* [摘錄原文]
==============================
Thread閱讀筆記
問題
一、簡介
它是Java.lang包的一個類,調用系統內核來執行線程
二、繼承關係圖
三、源碼分析
內部類
- 枚舉State類
public enum State {
/**
* 新建狀態:線程剛創建,還未執行start方法
*/
NEW,
/**
* 可運行狀態:已經就緒可運行的狀態,處於此狀態的線程是正在JVM中運行的,
* 但可能再等待操作系統級別的資源,例如CPU時間片
*/
RUNNABLE,
/**
* 阻塞狀態:阻塞等待監視器鎖,處於此狀態的線程正在阻塞等待監視器鎖,
* 以進入一個同步塊/方法,或者再執行完wait()方法後重入同步塊/方法
*/
BLOCKED,
/**
* 等待狀態:執行完Object.wait無超時參數操作,
* 或者 Thread.join無超時參數操作
* 或者 LockSupport.park 操作後,線程進入等待狀態
* 一般在等待狀態的線程在等待其它線程執行特殊操作,例如:、
* 等待其它線程操作Object.notify() 喚醒 或 Object.notifyAll() 喚醒所有
*/
WAITING,
/**
* 等待狀態:Thread.sleep、Object.await待超時時間、Thread.join帶超時時間
* LockSupport.parkNanos、LockSupport.parkUntil這些 操作會使線程進入顯示等待
*/
TIMED_WAITING,
/**
* 終止狀態(線程執行完畢)
==============================
* [所附資料列]
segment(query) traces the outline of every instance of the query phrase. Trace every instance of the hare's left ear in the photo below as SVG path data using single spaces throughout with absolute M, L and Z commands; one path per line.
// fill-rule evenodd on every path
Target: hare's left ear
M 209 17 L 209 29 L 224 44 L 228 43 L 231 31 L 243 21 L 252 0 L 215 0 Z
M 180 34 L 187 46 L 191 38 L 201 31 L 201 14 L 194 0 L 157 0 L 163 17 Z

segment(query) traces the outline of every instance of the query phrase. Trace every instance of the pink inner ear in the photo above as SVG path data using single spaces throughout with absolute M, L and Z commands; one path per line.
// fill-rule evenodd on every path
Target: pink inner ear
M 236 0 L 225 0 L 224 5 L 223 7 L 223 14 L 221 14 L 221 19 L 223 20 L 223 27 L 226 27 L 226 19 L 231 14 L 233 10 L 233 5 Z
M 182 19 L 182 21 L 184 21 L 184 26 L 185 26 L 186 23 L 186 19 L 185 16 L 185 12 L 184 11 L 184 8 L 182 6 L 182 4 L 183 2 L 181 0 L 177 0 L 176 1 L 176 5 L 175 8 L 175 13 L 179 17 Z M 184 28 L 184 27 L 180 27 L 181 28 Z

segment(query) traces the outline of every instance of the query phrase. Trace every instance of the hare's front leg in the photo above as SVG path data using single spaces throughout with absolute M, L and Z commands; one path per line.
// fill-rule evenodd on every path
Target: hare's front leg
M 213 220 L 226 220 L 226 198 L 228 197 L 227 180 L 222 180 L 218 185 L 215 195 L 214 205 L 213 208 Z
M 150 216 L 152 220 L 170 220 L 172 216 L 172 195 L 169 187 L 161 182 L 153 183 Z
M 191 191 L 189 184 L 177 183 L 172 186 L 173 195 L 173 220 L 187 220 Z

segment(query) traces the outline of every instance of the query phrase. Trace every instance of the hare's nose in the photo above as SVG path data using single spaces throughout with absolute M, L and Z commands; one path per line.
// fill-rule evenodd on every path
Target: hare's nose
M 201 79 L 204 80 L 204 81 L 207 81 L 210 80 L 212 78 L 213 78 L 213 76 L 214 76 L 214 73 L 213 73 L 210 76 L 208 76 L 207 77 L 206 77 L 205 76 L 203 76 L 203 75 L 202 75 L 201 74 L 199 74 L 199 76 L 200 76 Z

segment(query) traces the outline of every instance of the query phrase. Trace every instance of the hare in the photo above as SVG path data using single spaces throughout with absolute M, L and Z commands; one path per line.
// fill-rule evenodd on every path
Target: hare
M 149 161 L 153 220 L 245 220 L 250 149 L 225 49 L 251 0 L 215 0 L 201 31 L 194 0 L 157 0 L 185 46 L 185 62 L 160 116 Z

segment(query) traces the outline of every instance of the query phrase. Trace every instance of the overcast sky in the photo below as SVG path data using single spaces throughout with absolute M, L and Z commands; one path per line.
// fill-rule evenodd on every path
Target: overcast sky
==============================
* [任務 1]
根據這份Thread摘錄回答:
(a) 簡介說Thread屬於哪個包?
(b) 處於NEW狀態的線程還沒有執行哪個方法?
(c) 處於BLOCKED狀態的線程在阻塞等待什麼?
* [任務 2]
判斷下列說法是否與這份Thread摘錄相符,逐項回答「是」或「否」,並原文引用作為依據的字句:
(a) 處於RUNNABLE狀態的線程仍可能在等待CPU時間片。
(b) 執行LockSupport.park操作後,線程進入BLOCKED狀態。
(c) Thread透過調用系統內核來執行線程。
作答時請只依據摘錄,不必參考資料列。

* [參考答案 1]
(a) Java.lang包
(b) start方法
(c) 監視器鎖

* [參考答案 2]
(a) 是。「但可能再等待操作系統級別的資源,例如CPU時間片」
(b) 否。「或者 LockSupport.park 操作後,線程進入等待狀態」
(c) 是。「調用系統內核來執行線程」